[Stored items]
------------------------------------------------
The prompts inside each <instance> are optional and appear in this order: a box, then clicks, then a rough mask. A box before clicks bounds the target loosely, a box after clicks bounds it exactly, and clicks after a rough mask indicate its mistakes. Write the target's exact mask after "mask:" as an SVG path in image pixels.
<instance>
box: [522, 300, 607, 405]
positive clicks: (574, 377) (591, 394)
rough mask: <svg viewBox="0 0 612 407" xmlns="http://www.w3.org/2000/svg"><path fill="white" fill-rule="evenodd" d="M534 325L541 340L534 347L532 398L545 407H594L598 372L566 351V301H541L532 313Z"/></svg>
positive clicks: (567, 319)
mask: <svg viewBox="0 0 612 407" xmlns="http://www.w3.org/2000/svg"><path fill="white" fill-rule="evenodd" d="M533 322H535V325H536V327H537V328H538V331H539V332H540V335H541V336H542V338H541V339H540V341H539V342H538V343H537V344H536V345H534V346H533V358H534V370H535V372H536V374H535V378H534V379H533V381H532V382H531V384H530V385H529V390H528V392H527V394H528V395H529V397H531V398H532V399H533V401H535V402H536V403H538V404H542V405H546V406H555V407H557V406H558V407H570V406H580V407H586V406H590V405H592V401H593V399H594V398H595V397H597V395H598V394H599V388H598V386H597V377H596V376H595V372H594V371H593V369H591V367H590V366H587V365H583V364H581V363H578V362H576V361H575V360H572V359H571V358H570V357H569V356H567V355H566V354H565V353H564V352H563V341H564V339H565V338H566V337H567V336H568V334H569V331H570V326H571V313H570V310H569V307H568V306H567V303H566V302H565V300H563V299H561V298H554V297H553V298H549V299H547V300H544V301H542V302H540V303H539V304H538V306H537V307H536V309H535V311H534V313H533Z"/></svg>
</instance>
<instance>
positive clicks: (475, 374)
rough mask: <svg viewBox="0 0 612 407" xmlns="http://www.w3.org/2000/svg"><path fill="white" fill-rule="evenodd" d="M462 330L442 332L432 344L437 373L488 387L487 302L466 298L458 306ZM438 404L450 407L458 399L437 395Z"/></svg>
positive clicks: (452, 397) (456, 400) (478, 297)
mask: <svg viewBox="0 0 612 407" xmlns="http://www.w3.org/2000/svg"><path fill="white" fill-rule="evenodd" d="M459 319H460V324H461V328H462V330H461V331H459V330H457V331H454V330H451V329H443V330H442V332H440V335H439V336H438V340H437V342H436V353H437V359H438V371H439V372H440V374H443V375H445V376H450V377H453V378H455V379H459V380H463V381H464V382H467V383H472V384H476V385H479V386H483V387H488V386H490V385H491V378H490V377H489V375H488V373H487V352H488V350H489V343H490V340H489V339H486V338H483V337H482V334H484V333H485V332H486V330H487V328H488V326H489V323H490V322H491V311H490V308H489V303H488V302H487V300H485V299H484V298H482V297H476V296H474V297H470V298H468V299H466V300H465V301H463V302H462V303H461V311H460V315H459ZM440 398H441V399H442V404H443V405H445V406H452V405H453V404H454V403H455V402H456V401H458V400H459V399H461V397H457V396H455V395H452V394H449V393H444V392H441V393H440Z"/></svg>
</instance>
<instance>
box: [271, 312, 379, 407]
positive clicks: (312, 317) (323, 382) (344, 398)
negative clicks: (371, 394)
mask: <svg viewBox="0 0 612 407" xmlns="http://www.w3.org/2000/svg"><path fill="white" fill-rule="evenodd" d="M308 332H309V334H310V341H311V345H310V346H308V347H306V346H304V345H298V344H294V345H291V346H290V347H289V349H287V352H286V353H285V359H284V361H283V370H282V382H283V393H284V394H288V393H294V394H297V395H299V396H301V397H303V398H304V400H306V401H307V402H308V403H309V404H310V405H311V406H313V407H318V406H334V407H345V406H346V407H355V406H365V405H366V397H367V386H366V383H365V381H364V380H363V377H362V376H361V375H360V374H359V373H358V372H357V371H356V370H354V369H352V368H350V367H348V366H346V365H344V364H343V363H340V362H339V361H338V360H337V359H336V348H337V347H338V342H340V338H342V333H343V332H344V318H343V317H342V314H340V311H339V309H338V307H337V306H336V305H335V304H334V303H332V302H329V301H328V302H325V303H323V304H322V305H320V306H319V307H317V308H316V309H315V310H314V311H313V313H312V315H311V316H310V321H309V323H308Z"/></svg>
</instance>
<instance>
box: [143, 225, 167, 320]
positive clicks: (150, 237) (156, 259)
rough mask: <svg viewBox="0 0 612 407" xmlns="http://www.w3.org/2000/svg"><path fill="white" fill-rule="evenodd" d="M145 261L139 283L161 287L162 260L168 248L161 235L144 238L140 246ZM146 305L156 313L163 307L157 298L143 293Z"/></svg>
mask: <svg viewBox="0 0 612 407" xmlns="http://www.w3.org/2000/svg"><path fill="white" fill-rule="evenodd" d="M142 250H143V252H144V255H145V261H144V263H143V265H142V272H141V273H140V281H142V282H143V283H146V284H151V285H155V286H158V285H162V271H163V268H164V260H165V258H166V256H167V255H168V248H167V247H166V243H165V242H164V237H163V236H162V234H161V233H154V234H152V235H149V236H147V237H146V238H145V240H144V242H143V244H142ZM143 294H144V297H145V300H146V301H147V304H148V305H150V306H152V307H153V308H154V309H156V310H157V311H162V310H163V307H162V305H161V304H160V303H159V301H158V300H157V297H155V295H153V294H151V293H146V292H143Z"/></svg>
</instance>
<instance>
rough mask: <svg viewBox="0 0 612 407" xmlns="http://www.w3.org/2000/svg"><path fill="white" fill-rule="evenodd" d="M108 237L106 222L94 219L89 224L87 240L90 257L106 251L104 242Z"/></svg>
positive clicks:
------------------------------------------------
**THE PROBLEM**
The entries above must each be repeated exactly.

**FINISHED TASK**
The prompts inside each <instance> are optional and appear in this order: a box, then clicks, then a rough mask. A box before clicks bounds the target loosely, a box after clicks bounds it exactly, and clicks after a rough mask indicate its mistakes. Write the target's exact mask after "mask:" as an SVG path in image pixels.
<instance>
box: [522, 300, 607, 405]
positive clicks: (574, 377) (591, 394)
rough mask: <svg viewBox="0 0 612 407" xmlns="http://www.w3.org/2000/svg"><path fill="white" fill-rule="evenodd" d="M534 325L541 340L534 347L532 398L545 407H594L598 372L566 351V301H541L532 313Z"/></svg>
positive clicks: (567, 319)
mask: <svg viewBox="0 0 612 407" xmlns="http://www.w3.org/2000/svg"><path fill="white" fill-rule="evenodd" d="M533 322H535V325H536V327H537V328H538V331H539V332H540V335H541V336H542V338H541V339H540V341H539V342H538V343H537V344H536V345H534V346H533V358H534V370H535V372H536V374H535V378H534V379H533V381H532V382H531V384H530V385H529V390H528V392H527V394H528V395H529V397H531V398H532V399H533V401H535V402H536V403H538V404H542V405H546V406H555V407H557V406H558V407H570V406H580V407H586V406H590V405H592V401H593V399H594V398H595V397H597V395H598V394H599V388H598V386H597V377H596V376H595V372H594V371H593V369H591V367H590V366H587V365H583V364H581V363H578V362H576V361H575V360H572V359H571V358H570V357H569V356H567V355H566V354H565V353H564V352H563V341H564V339H565V338H566V337H567V336H568V334H569V331H570V326H571V313H570V310H569V307H568V306H567V303H566V302H565V300H563V299H561V298H554V297H553V298H549V299H547V300H544V301H542V302H540V303H539V304H538V306H537V307H536V309H535V311H534V313H533Z"/></svg>
</instance>
<instance>
positive clicks: (475, 374)
rough mask: <svg viewBox="0 0 612 407" xmlns="http://www.w3.org/2000/svg"><path fill="white" fill-rule="evenodd" d="M462 330L442 332L432 344L437 373L488 387L487 302L466 298L458 306ZM438 404L450 407L458 399L437 395Z"/></svg>
positive clicks: (452, 397) (456, 400) (478, 297)
mask: <svg viewBox="0 0 612 407" xmlns="http://www.w3.org/2000/svg"><path fill="white" fill-rule="evenodd" d="M459 319H460V324H461V328H462V330H461V331H459V330H457V331H454V330H451V329H443V330H442V332H440V335H439V336H438V340H437V342H436V353H437V359H438V371H439V372H440V374H443V375H445V376H450V377H453V378H455V379H459V380H463V381H464V382H467V383H472V384H476V385H479V386H483V387H488V386H490V385H491V378H490V377H489V375H488V373H487V352H488V350H489V343H490V340H489V339H486V338H483V337H482V334H484V333H485V332H486V330H487V328H488V326H489V323H490V322H491V311H490V308H489V303H488V302H487V300H485V299H484V298H482V297H476V296H474V297H470V298H468V299H466V300H465V301H463V302H462V303H461V311H460V315H459ZM440 398H441V399H442V404H443V405H445V406H452V405H453V404H454V403H455V402H456V401H458V400H459V399H461V397H457V396H455V395H452V394H449V393H444V392H441V393H440Z"/></svg>
</instance>
<instance>
box: [271, 312, 379, 407]
positive clicks: (312, 317) (323, 382) (344, 398)
negative clicks: (371, 394)
mask: <svg viewBox="0 0 612 407" xmlns="http://www.w3.org/2000/svg"><path fill="white" fill-rule="evenodd" d="M308 332H309V334H310V341H311V345H310V346H308V347H306V346H304V345H298V344H294V345H291V346H290V347H289V349H287V352H286V353H285V359H284V361H283V370H282V382H283V393H284V394H288V393H294V394H297V395H299V396H301V397H303V398H304V400H306V401H307V402H308V403H309V404H310V405H311V406H313V407H318V406H334V407H345V406H346V407H355V406H365V405H366V397H367V386H366V383H365V381H364V380H363V377H362V376H361V375H360V374H359V373H358V372H357V371H356V370H354V369H352V368H350V367H348V366H346V365H344V364H343V363H340V362H339V361H338V360H337V359H336V348H337V347H338V342H340V338H342V333H343V332H344V318H343V317H342V314H340V311H339V309H338V307H337V306H336V305H335V304H334V303H332V302H329V301H328V302H325V303H323V304H322V305H320V306H319V307H317V308H316V309H315V310H314V311H313V313H312V315H311V316H310V321H309V323H308Z"/></svg>
</instance>
<instance>
box: [143, 225, 167, 320]
positive clicks: (150, 237) (156, 259)
rough mask: <svg viewBox="0 0 612 407" xmlns="http://www.w3.org/2000/svg"><path fill="white" fill-rule="evenodd" d="M145 261L139 283L161 287L162 260L168 248L161 235L144 238L140 246ZM146 305L156 313L163 307L157 298L143 293Z"/></svg>
mask: <svg viewBox="0 0 612 407" xmlns="http://www.w3.org/2000/svg"><path fill="white" fill-rule="evenodd" d="M142 250H143V252H144V255H145V261H144V263H143V265H142V272H141V273H140V281H142V282H143V283H146V284H151V285H155V286H158V285H162V271H163V268H164V260H165V258H166V256H167V255H168V248H167V247H166V243H165V242H164V237H163V236H162V234H161V233H154V234H152V235H149V236H147V237H146V238H145V240H144V242H143V244H142ZM143 294H144V297H145V300H146V301H147V304H148V305H150V306H152V307H153V308H154V309H156V310H157V311H162V310H163V307H162V305H161V304H160V303H159V301H158V300H157V297H155V295H153V294H151V293H146V292H143Z"/></svg>
</instance>
<instance>
rough mask: <svg viewBox="0 0 612 407" xmlns="http://www.w3.org/2000/svg"><path fill="white" fill-rule="evenodd" d="M108 237L106 222L94 219L89 224L87 240L90 257L106 251L104 242Z"/></svg>
positive clicks:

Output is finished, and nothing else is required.